- _Requirement_: Retype the lines below word for word, with no changes.

- _Data in this exercise_:
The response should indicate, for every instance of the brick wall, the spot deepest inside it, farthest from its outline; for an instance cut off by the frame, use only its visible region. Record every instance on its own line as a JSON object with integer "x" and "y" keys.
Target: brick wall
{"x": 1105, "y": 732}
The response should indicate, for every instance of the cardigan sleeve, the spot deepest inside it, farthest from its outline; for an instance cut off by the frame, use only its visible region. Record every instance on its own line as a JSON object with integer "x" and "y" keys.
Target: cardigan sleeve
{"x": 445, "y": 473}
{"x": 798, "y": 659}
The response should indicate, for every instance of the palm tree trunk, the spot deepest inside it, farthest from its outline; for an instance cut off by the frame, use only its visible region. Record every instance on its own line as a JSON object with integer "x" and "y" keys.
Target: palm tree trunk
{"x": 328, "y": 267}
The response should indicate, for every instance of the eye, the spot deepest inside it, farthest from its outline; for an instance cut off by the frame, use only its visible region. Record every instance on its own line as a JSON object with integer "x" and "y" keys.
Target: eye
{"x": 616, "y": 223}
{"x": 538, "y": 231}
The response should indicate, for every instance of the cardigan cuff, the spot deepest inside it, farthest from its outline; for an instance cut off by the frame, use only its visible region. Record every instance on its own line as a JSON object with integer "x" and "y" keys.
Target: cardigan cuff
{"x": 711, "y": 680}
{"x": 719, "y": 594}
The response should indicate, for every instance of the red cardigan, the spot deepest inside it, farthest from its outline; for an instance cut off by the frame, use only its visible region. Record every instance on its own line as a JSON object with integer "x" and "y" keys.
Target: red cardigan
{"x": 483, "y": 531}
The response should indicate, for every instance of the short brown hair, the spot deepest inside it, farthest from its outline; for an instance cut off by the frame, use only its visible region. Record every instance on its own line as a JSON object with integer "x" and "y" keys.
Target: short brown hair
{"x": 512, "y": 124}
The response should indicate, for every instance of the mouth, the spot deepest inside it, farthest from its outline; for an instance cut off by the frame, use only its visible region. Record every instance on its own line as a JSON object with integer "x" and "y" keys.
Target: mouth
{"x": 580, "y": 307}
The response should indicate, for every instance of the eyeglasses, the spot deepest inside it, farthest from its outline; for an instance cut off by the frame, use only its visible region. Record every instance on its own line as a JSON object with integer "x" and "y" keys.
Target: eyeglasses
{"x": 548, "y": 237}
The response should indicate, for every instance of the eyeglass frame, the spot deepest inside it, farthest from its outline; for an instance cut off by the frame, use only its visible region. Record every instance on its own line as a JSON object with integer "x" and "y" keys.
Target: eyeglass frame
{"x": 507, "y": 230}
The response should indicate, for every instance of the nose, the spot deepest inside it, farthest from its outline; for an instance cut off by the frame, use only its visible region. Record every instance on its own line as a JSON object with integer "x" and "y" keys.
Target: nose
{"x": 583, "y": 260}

- _Output of the task_:
The response should indicate, for every instance of the brick wall, the spot deepest inside it, farthest from its outline; for an instance cut off by the frame, use only its visible region. Record every instance on its own line as a JSON object with integer "x" and "y" keys.
Target: brick wall
{"x": 1105, "y": 732}
The response should indicate, for every instance of the cardigan sleeve, the spot deepest inside it, farthest from its outline; for an instance cut off by the frame, use only its visible region. Record every instance on its own line as a JSON object with integer "x" and "y" keys.
Target: cardigan sleeve
{"x": 445, "y": 473}
{"x": 798, "y": 659}
The response should indicate, for every instance of the palm tree trunk, the spot deepest inside it, farthest from its outline; for an instance cut off by the frame, use only its visible region. Record every instance on its own line as a JSON object with integer "x" and "y" keys.
Target: palm tree trunk
{"x": 328, "y": 267}
The response should indicate, for every instance of the eye, the spot deepest inside it, farthest from its outline; for an instance cut off by the frame, use only its visible region. Record every instance on its own line as a JSON object with integer "x" and "y" keys.
Target: eye
{"x": 616, "y": 223}
{"x": 538, "y": 231}
The response should indicate, for every instance of the cardigan cuff, the spot deepest inside it, farthest from its outline; for an instance cut off by the frame, use only its visible region. Record every instance on its own line as a JSON object with integer "x" and "y" keys.
Target: cardigan cuff
{"x": 711, "y": 680}
{"x": 719, "y": 594}
The response should indicate, for every instance of the red cardigan, the spot deepest inside it, farthest from its outline; for an instance cut off by the frame, use only its visible region. Record every instance on its own line as a JSON object with integer "x" and "y" keys.
Target: red cardigan
{"x": 483, "y": 531}
The response should indicate, for every instance of the short brown hair, the spot deepest inside it, farthest from its outline; for an instance cut off by the frame, use only its visible region. Record every instance on its own line as a JSON object with integer "x" and "y" keys.
Target: short brown hair
{"x": 512, "y": 124}
The response should indicate, for every instance of the mouth, the spot deepest inside it, farthest from its outline; for an instance cut off by the frame, use only its visible region. Record every instance on its own line as a JSON object with integer "x" and "y" keys.
Target: mouth
{"x": 580, "y": 307}
The response should indicate, for every instance of the eyeglasses, the spot deepest inside it, farthest from its outline; for an instance cut off by the frame, use only its visible region. Record every instance on its own line as a JSON object with integer "x" and "y" keys.
Target: eyeglasses
{"x": 548, "y": 237}
The response should indicate, for every instance of the eyeglass frame, the spot deepest inside it, farthest from its outline; for an instance cut off by the frame, use only its visible region. Record every instance on its own line as a JSON object with integer "x" and "y" keys.
Target: eyeglass frame
{"x": 507, "y": 230}
The response should indicate, for every instance of the nose, the spot deepest inside it, farthest from its outline; for an instance cut off by the frame, use only its visible region. Record every instance on its own line as a JSON object with integer "x" and "y" keys.
Target: nose
{"x": 583, "y": 260}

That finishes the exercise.